(Excerpt from a dataset)
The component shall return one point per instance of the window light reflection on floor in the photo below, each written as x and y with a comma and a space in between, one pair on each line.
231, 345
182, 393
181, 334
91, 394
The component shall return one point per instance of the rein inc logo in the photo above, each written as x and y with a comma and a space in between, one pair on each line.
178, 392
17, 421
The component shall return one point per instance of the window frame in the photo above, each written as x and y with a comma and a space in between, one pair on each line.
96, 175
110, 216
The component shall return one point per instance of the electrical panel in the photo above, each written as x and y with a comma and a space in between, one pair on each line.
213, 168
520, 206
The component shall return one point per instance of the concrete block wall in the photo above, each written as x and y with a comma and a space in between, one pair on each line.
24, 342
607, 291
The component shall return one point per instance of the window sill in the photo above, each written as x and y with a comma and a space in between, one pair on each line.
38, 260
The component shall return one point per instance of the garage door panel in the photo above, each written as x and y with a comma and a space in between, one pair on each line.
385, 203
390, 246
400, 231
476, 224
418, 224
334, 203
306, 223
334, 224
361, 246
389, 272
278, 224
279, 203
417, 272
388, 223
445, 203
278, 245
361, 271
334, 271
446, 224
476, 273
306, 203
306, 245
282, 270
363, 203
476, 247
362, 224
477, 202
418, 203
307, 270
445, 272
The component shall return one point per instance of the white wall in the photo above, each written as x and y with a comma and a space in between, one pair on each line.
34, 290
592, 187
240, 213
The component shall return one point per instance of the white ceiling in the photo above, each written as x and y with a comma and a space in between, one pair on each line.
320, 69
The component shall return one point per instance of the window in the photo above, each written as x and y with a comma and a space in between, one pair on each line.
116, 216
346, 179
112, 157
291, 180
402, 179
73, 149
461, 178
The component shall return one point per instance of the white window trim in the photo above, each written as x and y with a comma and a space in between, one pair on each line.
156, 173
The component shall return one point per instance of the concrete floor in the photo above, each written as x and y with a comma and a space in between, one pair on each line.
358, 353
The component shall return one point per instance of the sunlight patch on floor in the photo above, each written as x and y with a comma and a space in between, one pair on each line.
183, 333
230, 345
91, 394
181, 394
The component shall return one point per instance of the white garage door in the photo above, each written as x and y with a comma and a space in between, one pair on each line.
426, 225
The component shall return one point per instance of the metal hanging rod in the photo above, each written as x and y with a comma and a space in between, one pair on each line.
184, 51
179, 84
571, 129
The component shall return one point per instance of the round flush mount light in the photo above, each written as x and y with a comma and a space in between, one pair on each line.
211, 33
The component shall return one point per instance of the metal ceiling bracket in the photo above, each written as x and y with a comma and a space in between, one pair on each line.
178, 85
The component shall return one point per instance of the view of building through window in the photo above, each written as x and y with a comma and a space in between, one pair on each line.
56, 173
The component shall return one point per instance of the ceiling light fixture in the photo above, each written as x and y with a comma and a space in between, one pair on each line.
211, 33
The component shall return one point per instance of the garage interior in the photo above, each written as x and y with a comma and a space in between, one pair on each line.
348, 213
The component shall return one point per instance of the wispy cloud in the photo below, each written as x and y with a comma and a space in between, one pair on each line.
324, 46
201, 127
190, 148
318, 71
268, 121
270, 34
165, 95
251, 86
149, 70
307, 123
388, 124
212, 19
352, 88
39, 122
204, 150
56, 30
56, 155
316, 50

- [EXERCISE OBJECTIVE]
Retype only the lines running from the line with "the metal ceiling" to the end of the listing, including both of those lines.

- [RIGHT ANSWER]
The component shall return one point per instance of the metal ceiling bracket in the photo above, each written as x and y with a comma and a space in between, one pair on each line.
178, 85
The component shall return one point per instance of the view of building through window in the photo above, each written as x and y with a comma and a space in between, one pair on each line.
56, 173
The component shall return one point per instance of the ceiling light fixture in the photo above, each written as x and y with a comma and a space in between, one pair on each line.
211, 33
The component shall return one point per instance of the garage interior in the photo above, each written as x and y with a comma and a space in between, one pair on each line.
348, 213
The component shall return one point per instance of the wispy cloud in the photo below, each written as x and y with a comma and a space in between, one pair on each line.
324, 46
201, 127
190, 148
318, 71
268, 121
270, 34
165, 95
251, 86
149, 70
307, 123
388, 124
212, 19
352, 88
39, 122
204, 150
56, 30
56, 155
316, 50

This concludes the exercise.